### WHAT TO DO
Output each entry in full so that the result matches the data exactly.

### DATA TO PROCESS
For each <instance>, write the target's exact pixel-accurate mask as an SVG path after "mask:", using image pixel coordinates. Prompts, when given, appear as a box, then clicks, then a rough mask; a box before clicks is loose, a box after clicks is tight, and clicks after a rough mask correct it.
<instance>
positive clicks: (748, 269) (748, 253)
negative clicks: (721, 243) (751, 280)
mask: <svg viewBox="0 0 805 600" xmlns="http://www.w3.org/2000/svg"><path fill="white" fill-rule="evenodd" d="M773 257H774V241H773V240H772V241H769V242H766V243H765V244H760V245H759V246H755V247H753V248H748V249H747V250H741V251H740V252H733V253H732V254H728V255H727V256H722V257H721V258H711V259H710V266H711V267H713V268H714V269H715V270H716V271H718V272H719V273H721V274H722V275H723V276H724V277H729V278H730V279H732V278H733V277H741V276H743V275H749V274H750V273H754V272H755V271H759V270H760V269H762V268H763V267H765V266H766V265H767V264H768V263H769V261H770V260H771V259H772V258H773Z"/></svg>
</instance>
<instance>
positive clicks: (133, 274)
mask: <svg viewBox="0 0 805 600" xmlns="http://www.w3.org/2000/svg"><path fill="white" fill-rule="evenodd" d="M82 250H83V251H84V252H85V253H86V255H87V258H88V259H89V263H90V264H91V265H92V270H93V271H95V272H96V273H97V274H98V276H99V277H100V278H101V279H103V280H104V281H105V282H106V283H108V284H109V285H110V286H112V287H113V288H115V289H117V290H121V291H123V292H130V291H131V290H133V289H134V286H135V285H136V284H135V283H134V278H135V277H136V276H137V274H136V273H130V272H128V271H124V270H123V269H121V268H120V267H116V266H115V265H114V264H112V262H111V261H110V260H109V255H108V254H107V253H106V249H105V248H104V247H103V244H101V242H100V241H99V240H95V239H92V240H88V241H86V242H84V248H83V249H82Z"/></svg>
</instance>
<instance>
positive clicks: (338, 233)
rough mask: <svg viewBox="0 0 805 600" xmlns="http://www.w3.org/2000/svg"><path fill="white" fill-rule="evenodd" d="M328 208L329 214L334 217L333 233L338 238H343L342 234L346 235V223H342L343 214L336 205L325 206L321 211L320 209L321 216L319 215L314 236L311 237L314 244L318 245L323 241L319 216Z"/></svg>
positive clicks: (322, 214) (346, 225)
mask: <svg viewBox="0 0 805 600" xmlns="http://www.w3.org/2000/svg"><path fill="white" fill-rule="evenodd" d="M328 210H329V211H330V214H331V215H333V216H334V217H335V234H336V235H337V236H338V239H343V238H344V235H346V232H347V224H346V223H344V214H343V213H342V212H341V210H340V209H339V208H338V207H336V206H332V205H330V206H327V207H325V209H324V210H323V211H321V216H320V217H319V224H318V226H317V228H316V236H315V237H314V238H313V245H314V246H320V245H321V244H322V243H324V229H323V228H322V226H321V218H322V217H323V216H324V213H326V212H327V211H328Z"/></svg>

### EXERCISE RESULT
For each <instance>, write the target's exact pixel-accurate mask as an SVG path after "mask:", using image pixel coordinates. Prompts, when given, appear as a box, then clicks, then a rough mask; a box before clicks is loose, a box after clicks is tight, and clicks after a rough mask correct it.
<instance>
positive clicks: (748, 269) (748, 253)
negative clicks: (721, 243) (751, 280)
mask: <svg viewBox="0 0 805 600" xmlns="http://www.w3.org/2000/svg"><path fill="white" fill-rule="evenodd" d="M773 257H774V241H773V240H772V241H769V242H766V243H765V244H760V245H759V246H755V247H753V248H748V249H747V250H741V251H740V252H733V253H732V254H728V255H727V256H722V257H721V258H711V259H710V266H711V267H713V268H714V269H715V270H716V271H718V272H719V273H721V274H722V275H723V276H724V277H729V278H730V279H732V278H733V277H741V276H743V275H749V274H750V273H754V272H755V271H759V270H760V269H762V268H763V267H765V266H766V265H767V264H768V263H769V261H770V260H771V259H772V258H773Z"/></svg>
</instance>
<instance>
positive clicks: (133, 274)
mask: <svg viewBox="0 0 805 600" xmlns="http://www.w3.org/2000/svg"><path fill="white" fill-rule="evenodd" d="M82 250H83V251H84V252H85V253H86V255H87V258H88V259H89V263H90V264H91V265H92V270H93V271H95V272H96V273H97V274H98V276H99V277H100V278H101V279H103V280H104V281H105V282H106V283H108V284H109V285H110V286H112V287H113V288H115V289H117V290H121V291H123V292H130V291H131V290H133V289H134V286H135V285H136V284H135V283H134V278H135V277H136V276H137V274H136V273H130V272H128V271H124V270H123V269H121V268H120V267H116V266H115V265H114V264H112V262H111V261H110V260H109V255H108V254H107V253H106V249H105V248H104V247H103V244H101V242H100V241H99V240H95V239H92V240H88V241H86V242H84V248H83V249H82Z"/></svg>
</instance>
<instance>
positive clicks: (338, 233)
rough mask: <svg viewBox="0 0 805 600" xmlns="http://www.w3.org/2000/svg"><path fill="white" fill-rule="evenodd" d="M328 208L329 214L334 217L333 233L338 238H343L342 234L346 235V223H342L343 214L336 205L325 206L321 211L320 209L321 216L319 215L314 236L311 237L314 244L318 245L323 241L319 216Z"/></svg>
positive clicks: (322, 214) (346, 225)
mask: <svg viewBox="0 0 805 600" xmlns="http://www.w3.org/2000/svg"><path fill="white" fill-rule="evenodd" d="M328 210H329V211H330V214H331V215H333V216H334V217H335V234H336V235H337V236H338V239H343V238H344V235H346V232H347V224H346V223H344V214H343V213H342V212H341V210H340V209H339V208H338V207H336V206H332V205H330V206H327V207H325V209H324V210H323V211H321V216H320V217H319V224H318V226H317V228H316V236H315V237H314V238H313V245H314V246H320V245H321V244H322V243H324V229H323V228H322V226H321V218H322V217H323V216H324V213H326V212H327V211H328Z"/></svg>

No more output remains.